# Problem to solve:
Each line from the one containing "the black equipment" through the end of the records below must be repeated exactly, and no other line.

--------------------

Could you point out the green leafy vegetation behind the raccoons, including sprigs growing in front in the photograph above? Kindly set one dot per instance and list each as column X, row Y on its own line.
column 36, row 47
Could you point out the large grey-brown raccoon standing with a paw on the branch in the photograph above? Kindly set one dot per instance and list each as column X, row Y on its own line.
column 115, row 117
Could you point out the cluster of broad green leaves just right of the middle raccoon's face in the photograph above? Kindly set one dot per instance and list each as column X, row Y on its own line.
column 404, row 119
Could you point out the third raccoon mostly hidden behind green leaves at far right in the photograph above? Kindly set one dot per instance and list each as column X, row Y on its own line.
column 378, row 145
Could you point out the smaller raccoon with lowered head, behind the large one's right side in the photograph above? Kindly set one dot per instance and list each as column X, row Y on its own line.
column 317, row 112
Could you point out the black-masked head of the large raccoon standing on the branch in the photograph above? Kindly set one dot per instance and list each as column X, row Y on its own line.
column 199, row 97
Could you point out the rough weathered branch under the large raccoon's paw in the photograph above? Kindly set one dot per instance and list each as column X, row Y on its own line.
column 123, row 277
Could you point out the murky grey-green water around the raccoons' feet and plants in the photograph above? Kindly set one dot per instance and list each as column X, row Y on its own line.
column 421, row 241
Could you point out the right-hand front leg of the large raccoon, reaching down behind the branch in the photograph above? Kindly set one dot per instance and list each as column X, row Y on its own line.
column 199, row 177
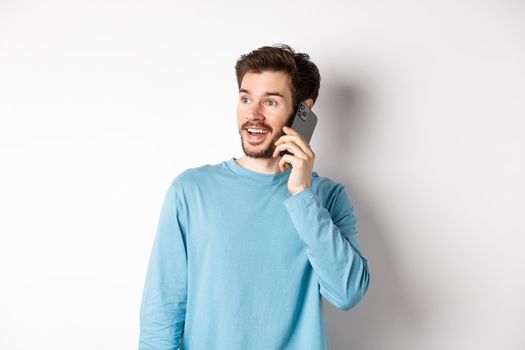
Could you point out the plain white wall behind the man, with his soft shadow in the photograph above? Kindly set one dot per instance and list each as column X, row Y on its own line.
column 422, row 108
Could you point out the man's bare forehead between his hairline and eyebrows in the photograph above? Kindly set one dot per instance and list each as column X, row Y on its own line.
column 267, row 81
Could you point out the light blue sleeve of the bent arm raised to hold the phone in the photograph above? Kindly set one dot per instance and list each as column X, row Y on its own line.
column 331, row 245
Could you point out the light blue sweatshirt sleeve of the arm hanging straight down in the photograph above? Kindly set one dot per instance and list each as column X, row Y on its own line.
column 163, row 308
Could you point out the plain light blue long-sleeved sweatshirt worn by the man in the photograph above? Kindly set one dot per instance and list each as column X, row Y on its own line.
column 238, row 263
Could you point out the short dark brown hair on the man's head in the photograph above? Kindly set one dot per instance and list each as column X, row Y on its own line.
column 306, row 79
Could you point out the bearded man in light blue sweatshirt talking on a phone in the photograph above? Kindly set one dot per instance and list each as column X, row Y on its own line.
column 246, row 248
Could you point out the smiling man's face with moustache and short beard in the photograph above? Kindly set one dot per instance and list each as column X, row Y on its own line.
column 265, row 104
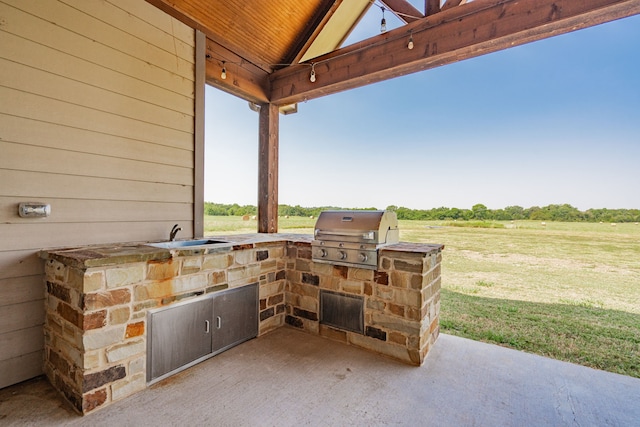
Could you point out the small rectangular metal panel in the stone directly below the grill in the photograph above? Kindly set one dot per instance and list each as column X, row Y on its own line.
column 342, row 311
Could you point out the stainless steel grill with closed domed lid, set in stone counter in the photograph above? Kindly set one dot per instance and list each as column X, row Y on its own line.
column 352, row 238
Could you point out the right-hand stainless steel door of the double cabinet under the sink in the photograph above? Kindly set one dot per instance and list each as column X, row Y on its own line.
column 235, row 316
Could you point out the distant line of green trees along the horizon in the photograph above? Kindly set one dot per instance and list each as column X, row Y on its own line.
column 479, row 211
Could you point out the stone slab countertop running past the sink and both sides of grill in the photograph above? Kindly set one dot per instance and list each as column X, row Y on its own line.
column 112, row 254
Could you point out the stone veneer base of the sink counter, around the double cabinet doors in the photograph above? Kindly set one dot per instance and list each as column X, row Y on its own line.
column 95, row 325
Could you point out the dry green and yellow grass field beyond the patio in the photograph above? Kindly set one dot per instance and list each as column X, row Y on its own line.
column 570, row 291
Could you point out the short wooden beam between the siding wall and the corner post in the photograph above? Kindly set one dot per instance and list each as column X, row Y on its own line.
column 243, row 78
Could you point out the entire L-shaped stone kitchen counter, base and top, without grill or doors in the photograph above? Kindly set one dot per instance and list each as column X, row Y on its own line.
column 99, row 300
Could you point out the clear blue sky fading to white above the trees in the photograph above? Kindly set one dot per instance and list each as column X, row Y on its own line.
column 554, row 121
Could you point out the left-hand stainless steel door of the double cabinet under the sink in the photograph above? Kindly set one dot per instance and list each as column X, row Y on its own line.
column 178, row 336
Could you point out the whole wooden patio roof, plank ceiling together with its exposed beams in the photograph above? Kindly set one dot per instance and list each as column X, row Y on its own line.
column 261, row 43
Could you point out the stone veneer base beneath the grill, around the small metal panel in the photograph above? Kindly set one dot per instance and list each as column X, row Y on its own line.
column 401, row 298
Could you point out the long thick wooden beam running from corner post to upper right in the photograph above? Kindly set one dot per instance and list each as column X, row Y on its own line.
column 462, row 32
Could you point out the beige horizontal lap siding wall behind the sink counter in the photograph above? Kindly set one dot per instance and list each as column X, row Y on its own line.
column 96, row 119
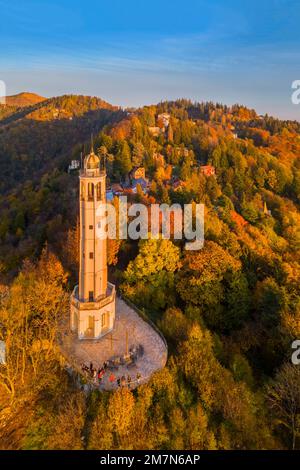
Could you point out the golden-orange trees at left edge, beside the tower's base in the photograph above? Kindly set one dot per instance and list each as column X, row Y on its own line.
column 30, row 317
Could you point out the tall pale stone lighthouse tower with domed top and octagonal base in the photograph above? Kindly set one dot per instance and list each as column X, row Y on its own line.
column 93, row 300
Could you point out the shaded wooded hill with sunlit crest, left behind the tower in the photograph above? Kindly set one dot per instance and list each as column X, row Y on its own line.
column 36, row 146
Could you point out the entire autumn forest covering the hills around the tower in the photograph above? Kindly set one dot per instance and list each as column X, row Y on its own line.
column 229, row 311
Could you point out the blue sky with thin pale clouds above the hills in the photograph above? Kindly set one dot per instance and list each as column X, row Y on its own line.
column 135, row 52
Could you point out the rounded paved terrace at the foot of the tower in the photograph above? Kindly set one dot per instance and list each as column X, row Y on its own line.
column 130, row 331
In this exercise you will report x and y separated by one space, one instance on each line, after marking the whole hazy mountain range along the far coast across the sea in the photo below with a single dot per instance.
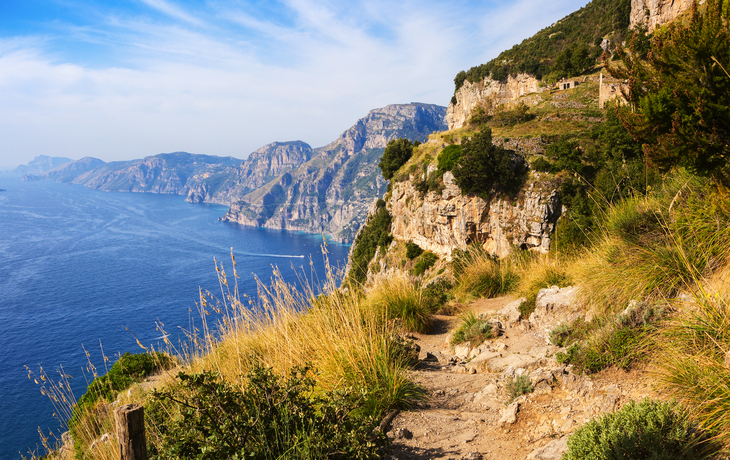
287 185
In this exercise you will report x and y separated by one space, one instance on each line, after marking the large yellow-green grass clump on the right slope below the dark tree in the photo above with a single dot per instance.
654 247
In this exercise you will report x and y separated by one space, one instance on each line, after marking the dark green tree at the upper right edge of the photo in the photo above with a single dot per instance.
681 100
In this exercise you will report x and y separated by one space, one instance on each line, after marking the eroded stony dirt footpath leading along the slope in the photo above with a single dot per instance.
469 414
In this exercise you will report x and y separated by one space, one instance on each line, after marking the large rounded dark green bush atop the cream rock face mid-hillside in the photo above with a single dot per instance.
484 167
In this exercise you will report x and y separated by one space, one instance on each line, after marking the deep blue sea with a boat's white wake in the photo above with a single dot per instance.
78 266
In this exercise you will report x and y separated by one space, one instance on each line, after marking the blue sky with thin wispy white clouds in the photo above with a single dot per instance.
125 79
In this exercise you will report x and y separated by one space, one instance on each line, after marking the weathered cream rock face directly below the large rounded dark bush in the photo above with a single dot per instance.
443 222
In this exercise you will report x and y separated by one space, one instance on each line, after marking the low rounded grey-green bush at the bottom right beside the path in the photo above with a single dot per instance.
647 430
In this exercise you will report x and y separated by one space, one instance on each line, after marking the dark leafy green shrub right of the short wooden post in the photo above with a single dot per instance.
268 417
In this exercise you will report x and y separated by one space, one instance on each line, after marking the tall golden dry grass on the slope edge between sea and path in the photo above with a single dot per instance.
351 345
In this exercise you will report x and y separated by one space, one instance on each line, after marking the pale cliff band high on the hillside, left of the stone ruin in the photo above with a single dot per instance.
470 95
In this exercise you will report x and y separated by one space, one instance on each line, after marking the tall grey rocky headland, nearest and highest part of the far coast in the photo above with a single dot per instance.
331 192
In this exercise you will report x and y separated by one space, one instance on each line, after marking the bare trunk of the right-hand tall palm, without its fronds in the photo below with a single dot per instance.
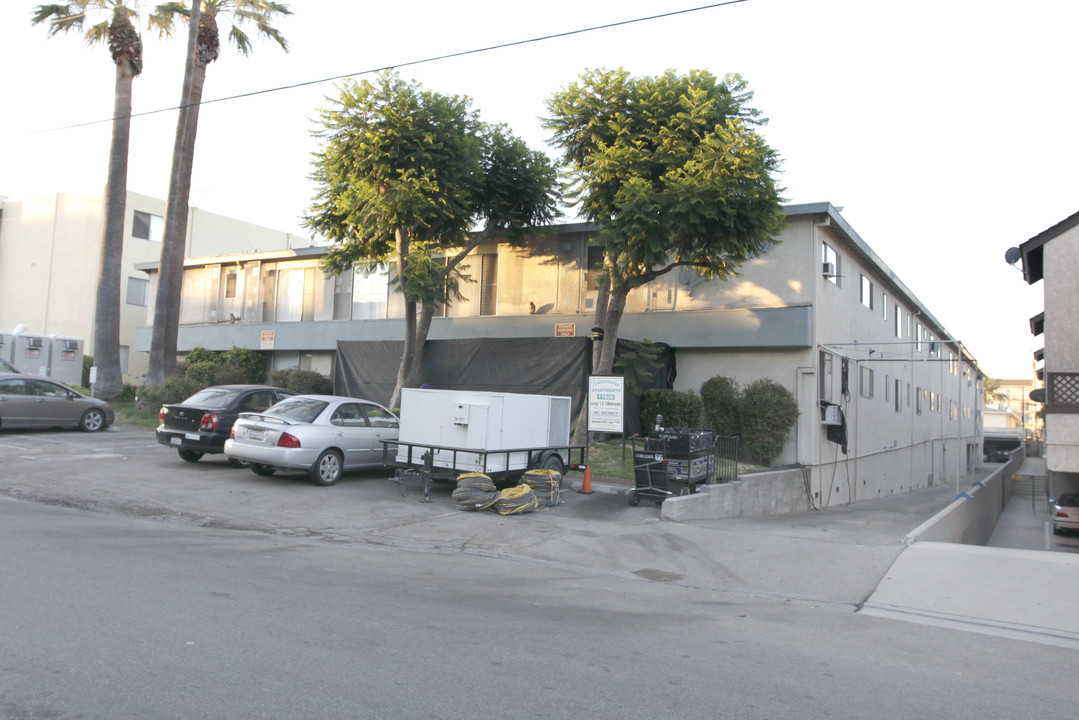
167 308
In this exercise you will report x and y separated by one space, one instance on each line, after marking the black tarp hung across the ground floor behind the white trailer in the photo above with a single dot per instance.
536 366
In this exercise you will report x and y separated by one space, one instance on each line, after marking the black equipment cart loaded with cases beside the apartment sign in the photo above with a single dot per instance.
672 463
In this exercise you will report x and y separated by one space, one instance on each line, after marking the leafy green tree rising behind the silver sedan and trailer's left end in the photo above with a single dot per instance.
404 176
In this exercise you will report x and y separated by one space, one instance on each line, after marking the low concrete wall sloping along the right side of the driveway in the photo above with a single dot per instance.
972 519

--------------------

# Worked solution:
In this exercise you will report x and y separated by one space, one instance on each line, after marking the black equipment cart loaded with cases beside the apartment sign in the photo above with a single dot per instance.
672 463
In this exercise you will report x and y separated by one space, one instance on each line, after marking the leafy green tree rising behind the silver sedan and trailer's left end in the photo above with a single dot per instance.
404 176
In this exercise you will report x and y separated by one space, one instance on each line, after marking the low concrete wall sloping along the right side of the driveway in the photo above with a single dot per instance.
972 519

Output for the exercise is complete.